2.2. Belanghebbende heeft aangifte inkomstenbelasting en premievolksverzekeringen gedaan en daarbij een bedrag van € 35.598 als regulier voordeel uit aanmerkelijk belang aangegeven.
2.3. De inspecteur heeft bij brief van 6 oktober 2009 belanghebbende in kennis gesteld dat hij voornemens is een vergrijpboete op te leggen met als motivering dat en waarom belanghebbende met betrekking tot de correctie van het fictief loon van € 39.000 (voorwaardelijk) opzet wordt verweten.
2.4. De inspecteur heeft, onder meer naar aanleiding van een boekenonderzoek, de aanslag opgelegd naar een verzamelinkomen, van € 139.417, bestaande uit belastbaar inkomen uit werk en woning van € 103.819 en belastbaar inkomen uit aanmerkelijk belang van € 35.598. De vergrijpboete is daarbij vastgesteld op € 10.140 (50% boete van 52% belasting over € 39.000).
2.5. Belanghebbende heeft tegen de aanslag en boetebeschikking bezwaar gemaakt door het terugsturen van een fotokopie van het aanslagbiljet met daarop de handgeschreven tekst:
“[plaats België], 10 januari 2010.
Hierbij maak ik bezwaar tegen deze aanslag.
[naam en ondertekening]”

···

▸ **Opdracht a**
Selecteer uit de vermeldingen elke regel waarin de tekenreeks "husky" voorkomt.
De tekst en de vermeldingen staan los van elkaar.

···

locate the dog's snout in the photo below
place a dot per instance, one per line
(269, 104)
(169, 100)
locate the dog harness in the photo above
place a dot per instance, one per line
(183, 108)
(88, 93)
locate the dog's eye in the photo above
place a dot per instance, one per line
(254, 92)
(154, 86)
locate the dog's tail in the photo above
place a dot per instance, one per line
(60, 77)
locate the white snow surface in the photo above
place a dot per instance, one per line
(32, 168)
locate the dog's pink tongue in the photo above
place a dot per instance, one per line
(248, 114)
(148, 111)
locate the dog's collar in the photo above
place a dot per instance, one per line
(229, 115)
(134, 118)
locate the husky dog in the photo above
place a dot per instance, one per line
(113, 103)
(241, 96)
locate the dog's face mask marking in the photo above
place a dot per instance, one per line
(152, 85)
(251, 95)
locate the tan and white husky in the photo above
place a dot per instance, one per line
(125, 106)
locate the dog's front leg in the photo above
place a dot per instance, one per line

···

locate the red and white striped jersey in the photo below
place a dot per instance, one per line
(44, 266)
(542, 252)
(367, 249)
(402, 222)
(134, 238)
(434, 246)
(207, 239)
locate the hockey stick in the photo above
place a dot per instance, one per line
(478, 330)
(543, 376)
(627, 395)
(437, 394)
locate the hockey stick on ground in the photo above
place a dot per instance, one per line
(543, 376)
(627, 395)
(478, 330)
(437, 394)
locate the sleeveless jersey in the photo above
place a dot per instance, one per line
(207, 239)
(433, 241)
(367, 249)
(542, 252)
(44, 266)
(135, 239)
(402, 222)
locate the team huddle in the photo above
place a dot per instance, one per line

···

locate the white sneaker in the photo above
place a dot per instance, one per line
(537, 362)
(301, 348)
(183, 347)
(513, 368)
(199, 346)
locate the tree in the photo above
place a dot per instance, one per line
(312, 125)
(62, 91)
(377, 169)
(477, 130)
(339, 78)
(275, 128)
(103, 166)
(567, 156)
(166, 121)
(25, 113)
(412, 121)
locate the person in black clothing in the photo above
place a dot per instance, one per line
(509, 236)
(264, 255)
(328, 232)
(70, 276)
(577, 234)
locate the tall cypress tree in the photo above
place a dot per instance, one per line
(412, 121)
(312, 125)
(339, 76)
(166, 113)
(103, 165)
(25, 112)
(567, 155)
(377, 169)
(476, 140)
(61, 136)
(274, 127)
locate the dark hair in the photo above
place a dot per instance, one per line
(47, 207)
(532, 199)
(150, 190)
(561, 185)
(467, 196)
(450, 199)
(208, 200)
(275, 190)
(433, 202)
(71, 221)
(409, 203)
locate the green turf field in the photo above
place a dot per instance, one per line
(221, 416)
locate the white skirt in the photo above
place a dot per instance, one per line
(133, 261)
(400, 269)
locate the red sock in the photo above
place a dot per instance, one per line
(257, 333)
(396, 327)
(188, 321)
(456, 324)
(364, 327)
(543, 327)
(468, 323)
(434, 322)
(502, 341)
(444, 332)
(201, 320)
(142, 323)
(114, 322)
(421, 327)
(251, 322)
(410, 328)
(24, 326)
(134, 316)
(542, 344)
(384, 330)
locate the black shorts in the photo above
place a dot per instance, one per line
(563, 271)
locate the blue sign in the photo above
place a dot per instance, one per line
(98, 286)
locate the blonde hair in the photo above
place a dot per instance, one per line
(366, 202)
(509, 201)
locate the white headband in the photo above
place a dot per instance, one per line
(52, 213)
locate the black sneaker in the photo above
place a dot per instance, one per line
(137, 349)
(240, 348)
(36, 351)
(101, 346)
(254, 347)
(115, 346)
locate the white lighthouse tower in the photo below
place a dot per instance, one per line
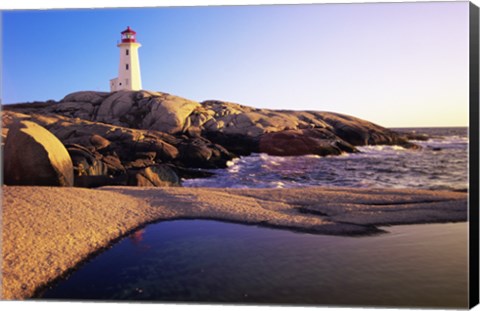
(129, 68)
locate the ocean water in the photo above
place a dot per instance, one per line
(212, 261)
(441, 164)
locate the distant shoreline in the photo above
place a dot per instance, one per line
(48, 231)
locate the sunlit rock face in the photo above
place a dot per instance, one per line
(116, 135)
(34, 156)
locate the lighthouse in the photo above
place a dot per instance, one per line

···

▸ **Opdracht b**
Geef de tekst over de aanslag en de vergrijpboete nogmaals volledig en letterlijk weer.

▸ **Eindresultaat a**
locate the husky dog in the photo above
locate the tan and white husky in the photo above

▸ **Eindresultaat b**
2.2. Belanghebbende heeft aangifte inkomstenbelasting en premievolksverzekeringen gedaan en daarbij een bedrag van € 35.598 als regulier voordeel uit aanmerkelijk belang aangegeven.
2.3. De inspecteur heeft bij brief van 6 oktober 2009 belanghebbende in kennis gesteld dat hij voornemens is een vergrijpboete op te leggen met als motivering dat en waarom belanghebbende met betrekking tot de correctie van het fictief loon van € 39.000 (voorwaardelijk) opzet wordt verweten.
2.4. De inspecteur heeft, onder meer naar aanleiding van een boekenonderzoek, de aanslag opgelegd naar een verzamelinkomen, van € 139.417, bestaande uit belastbaar inkomen uit werk en woning van € 103.819 en belastbaar inkomen uit aanmerkelijk belang van € 35.598. De vergrijpboete is daarbij vastgesteld op € 10.140 (50% boete van 52% belasting over € 39.000).
2.5. Belanghebbende heeft tegen de aanslag en boetebeschikking bezwaar gemaakt door het terugsturen van een fotokopie van het aanslagbiljet met daarop de handgeschreven tekst:
“[plaats België], 10 januari 2010.
Hierbij maak ik bezwaar tegen deze aanslag.
[naam en ondertekening]”